◆ TASK REQUIREMENTS ◆
1. Answer these questions from the text on breast cysts and cancer risk:
(a) About what percent of women in Western countries develop palpable breast cysts?
(b) What is the fluid in type 2 cysts similar to?
(c) How many women were in the study, and between which years were they referred?
2. Continue the text on breast cysts and cancer risk from where it stops.

◆ EXCERPT PROVIDED ◆
Start of Block
Approximately 7 percent of women in Western countries develop palpable breast cysts, but the relationship between cysts and the subsequent risk of breast cancer is controversial. Microcysts are now considered to be part of the normal involutional process of breast tissue. Larger, palpable cysts may be aberrations of the involutional process, but these cysts are no longer considered a disease. The natural history of breast cysts appears to depend on the histologic type. Type 1 cysts have apocrine epithelium and contain fluid similar to intra-cellular fluid. In type 2 cysts, the epithelial lining is flattened and attenuated, and the fluid composition is similar to plasma. Type 1 cysts are more likely to progress to large, multiple lesions and may be associated more frequently with the development of breast cancer. Dixon and colleagues studied women referred to a Scottish breast unit to assess the relationship between cysts and the risk of breast cancer.
The 1,374 women in the study were referred for investigation of palpable breast cysts between 1981 and 1987. All were examined by two physicians, underwent mammography and had fine-needle aspiration of all palpable cysts. The cyst type was classified on the basis of the biochemical composition of the fluid. Data were gathered on all significant factors related to breast disease and cancer. Cases of breast cancer developing in these women were identified through the national cancer registry, hospital discharge information and linkage to death certificate registration systems. The risk of breast cancer was calculated and compared with that of women of the same ages in Scotland in 1988.
End of Block
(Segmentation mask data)
Start of Block
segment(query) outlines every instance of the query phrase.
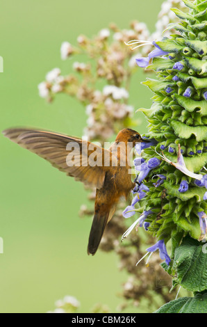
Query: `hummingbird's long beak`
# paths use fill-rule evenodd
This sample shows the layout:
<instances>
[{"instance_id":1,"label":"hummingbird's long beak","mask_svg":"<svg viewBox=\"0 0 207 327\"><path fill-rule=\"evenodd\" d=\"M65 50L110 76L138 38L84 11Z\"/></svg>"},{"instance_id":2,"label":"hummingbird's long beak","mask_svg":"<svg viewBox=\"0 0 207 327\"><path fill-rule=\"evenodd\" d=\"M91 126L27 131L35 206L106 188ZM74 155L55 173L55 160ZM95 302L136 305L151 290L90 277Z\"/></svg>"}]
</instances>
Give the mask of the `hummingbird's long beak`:
<instances>
[{"instance_id":1,"label":"hummingbird's long beak","mask_svg":"<svg viewBox=\"0 0 207 327\"><path fill-rule=\"evenodd\" d=\"M148 140L147 138L142 138L141 137L140 139L141 139L140 142L146 142L146 143L150 142L150 140Z\"/></svg>"}]
</instances>

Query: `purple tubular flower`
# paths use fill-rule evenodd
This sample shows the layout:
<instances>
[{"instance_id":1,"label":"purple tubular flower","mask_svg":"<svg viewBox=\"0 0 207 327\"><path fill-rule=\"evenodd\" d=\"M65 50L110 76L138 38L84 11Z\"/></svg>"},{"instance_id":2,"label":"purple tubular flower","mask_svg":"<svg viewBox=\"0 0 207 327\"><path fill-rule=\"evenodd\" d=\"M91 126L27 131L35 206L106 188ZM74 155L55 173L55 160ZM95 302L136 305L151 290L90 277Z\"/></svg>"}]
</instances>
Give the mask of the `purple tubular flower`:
End of Block
◆ RESPONSES FOR EACH TASK ◆
1.
(a) About 7 percent.
(b) Plasma.
(c) 1,374 women, referred between 1981 and 1987.

2.
During the follow-up period, 65 new invasive cancers developed in the women studied. The median follow-up was over nine years for women who remained cancer-free and five years for those who developed cancer. Overall, the incidence of breast cancer was 2.8 times greater in patients with palpable cysts than in the general population. The greatest excess of cancers in the study group was in younger women; with increasing age, the incidence came closer to that of the general population. The risk was greatest in the year following aspiration but was still elevated after five years. The type and number of cysts were not significantly related to the risk of developing cancer.
The authors conclude that women with palpable breast cysts are at increased risk of breast cancer, especially if the cysts develop before the woman is 45 years of age. They call for further studies to confirm their finding and raise the question of regular screening of young women with breast cysts by mammography.